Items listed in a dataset
★ ★ ★ ★ ★

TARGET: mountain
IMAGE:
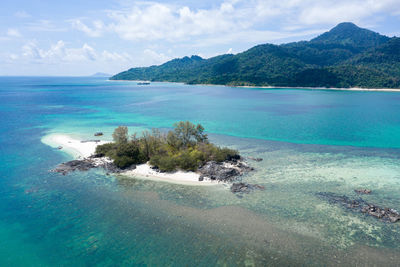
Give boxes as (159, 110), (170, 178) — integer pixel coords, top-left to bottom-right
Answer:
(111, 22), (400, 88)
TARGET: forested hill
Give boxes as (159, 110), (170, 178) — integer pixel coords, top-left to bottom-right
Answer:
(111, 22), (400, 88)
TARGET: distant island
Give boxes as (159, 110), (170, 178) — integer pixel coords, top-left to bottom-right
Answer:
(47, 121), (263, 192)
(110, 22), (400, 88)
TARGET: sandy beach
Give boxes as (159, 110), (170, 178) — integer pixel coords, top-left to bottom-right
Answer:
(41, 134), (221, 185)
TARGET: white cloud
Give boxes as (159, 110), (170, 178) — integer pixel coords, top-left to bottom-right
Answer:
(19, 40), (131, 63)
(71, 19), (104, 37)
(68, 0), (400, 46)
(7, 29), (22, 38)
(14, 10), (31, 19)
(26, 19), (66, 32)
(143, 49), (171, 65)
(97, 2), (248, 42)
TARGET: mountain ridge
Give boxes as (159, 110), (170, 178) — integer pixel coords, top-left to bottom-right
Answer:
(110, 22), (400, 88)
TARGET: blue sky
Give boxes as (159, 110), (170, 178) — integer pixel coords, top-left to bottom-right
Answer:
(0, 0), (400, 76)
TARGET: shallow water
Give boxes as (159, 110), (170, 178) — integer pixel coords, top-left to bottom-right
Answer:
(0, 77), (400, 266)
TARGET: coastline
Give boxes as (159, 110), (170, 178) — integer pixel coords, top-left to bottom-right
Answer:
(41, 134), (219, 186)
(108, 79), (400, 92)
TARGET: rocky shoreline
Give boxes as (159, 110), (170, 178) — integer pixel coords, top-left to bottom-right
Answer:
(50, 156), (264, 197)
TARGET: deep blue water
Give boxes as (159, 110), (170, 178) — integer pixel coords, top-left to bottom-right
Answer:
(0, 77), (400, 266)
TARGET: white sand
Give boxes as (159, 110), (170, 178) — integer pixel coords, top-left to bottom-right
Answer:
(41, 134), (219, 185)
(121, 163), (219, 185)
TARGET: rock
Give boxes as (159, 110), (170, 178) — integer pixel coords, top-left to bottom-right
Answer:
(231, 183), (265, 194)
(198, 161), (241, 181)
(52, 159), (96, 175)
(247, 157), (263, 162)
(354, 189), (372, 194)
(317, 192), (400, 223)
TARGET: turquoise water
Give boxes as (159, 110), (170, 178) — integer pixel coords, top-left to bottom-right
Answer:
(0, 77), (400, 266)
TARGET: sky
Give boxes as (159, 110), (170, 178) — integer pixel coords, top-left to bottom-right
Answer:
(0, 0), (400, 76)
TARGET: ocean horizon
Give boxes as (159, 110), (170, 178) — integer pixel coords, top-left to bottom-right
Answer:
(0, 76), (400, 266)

★ ★ ★ ★ ★

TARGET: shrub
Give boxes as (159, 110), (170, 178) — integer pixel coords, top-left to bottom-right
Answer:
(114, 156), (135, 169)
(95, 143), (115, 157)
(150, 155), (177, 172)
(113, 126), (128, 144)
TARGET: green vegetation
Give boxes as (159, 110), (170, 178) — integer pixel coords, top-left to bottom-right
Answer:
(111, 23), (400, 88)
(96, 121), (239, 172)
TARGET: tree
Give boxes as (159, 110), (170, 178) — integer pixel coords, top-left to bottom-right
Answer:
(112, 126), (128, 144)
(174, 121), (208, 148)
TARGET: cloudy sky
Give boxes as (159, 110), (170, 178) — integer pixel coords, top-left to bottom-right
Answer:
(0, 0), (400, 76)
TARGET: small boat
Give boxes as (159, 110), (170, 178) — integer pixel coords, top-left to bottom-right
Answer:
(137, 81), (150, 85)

★ ★ ★ ★ ★

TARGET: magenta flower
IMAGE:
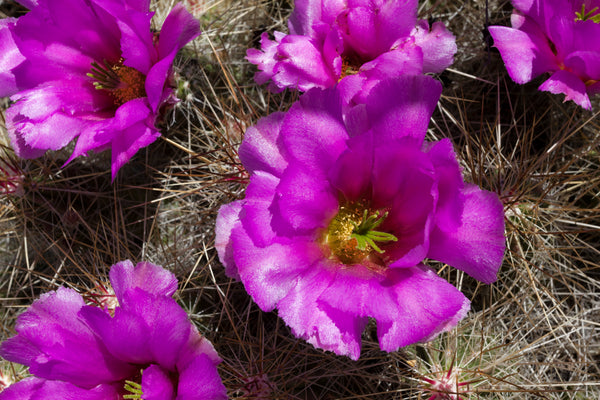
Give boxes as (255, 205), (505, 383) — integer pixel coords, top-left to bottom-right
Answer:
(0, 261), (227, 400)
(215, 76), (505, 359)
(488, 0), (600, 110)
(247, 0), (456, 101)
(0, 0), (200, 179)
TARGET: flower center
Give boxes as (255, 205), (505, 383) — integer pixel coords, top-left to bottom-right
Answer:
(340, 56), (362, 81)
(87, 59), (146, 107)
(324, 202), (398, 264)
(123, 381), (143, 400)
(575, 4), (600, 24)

★ ★ ★ ★ ★

THE TASK - Pull out every line of the records above that contains the word "blue". Match case exactly.

TASK RESPONSE -
TARGET: blue sky
TARGET: deep blue water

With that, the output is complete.